[START DATASET RECORDS]

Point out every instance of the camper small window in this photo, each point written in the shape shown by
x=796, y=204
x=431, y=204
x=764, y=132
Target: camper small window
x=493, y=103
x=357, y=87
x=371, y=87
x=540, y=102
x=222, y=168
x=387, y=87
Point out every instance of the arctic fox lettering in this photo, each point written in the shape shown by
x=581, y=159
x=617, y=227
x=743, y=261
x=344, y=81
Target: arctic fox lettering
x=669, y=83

[END DATASET RECORDS]
[START DATASET RECORDS]

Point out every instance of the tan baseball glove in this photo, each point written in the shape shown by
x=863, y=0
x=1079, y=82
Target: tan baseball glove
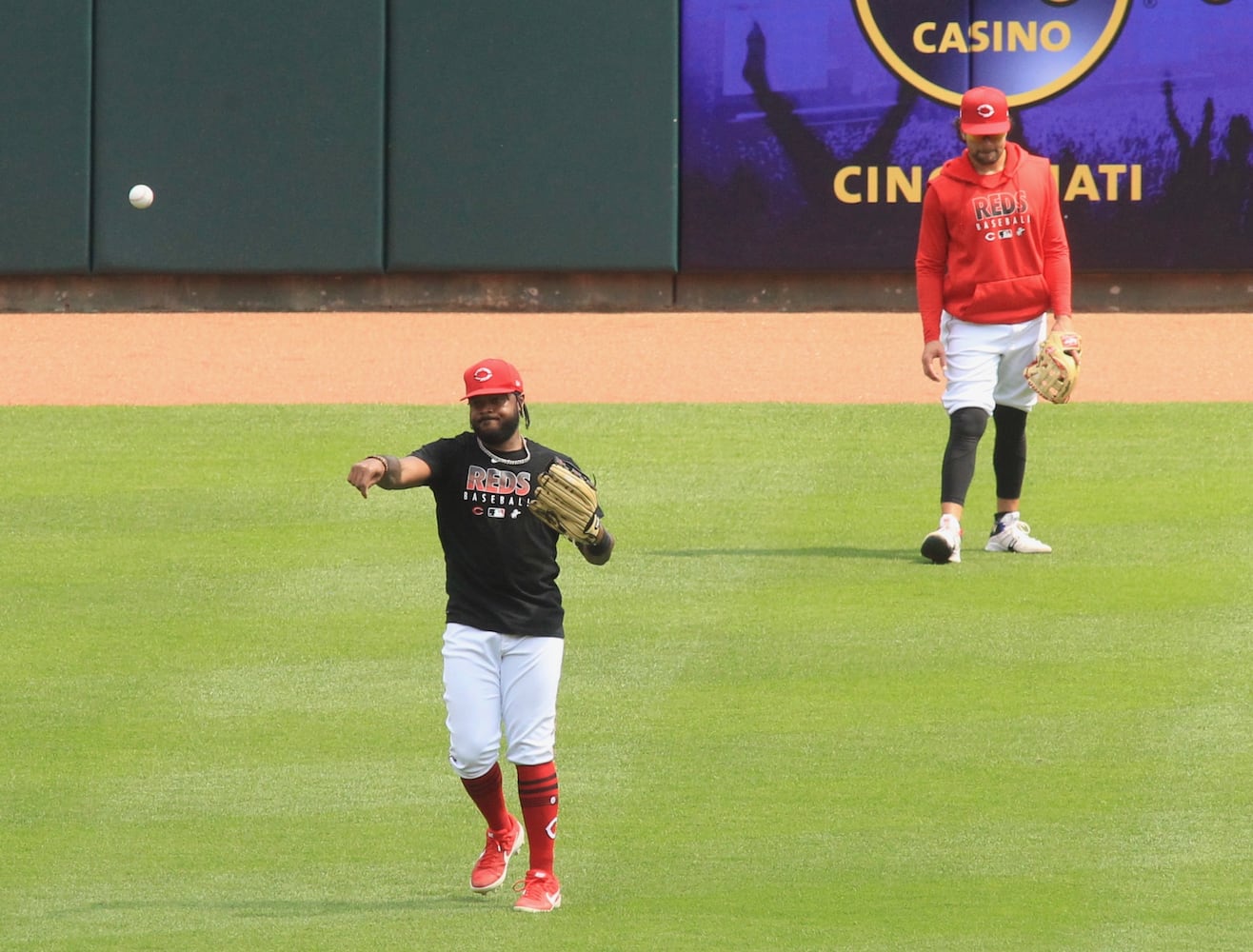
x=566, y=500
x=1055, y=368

[END DATASET RECORDS]

## PROBLEM TO SOLVE
Copy out in full only the entries between the lines holding "Point out every instance of the camper" and "x=669, y=83", inclusive, shifting every answer coordinate by adding 35 to each x and y value. Leave the sample coordinates that show the format unchanged.

## RESULT
Point out every instance of the camper small window in this photo, each point written in the shape shown by
x=796, y=204
x=431, y=204
x=764, y=132
Target: camper small window
x=528, y=138
x=392, y=122
x=406, y=122
x=575, y=137
x=257, y=203
x=422, y=122
Point out every instance of the arctic fox lettering in this photo, each point written in the shape shown by
x=581, y=159
x=617, y=227
x=743, y=261
x=344, y=81
Target: arctic fox lettering
x=704, y=118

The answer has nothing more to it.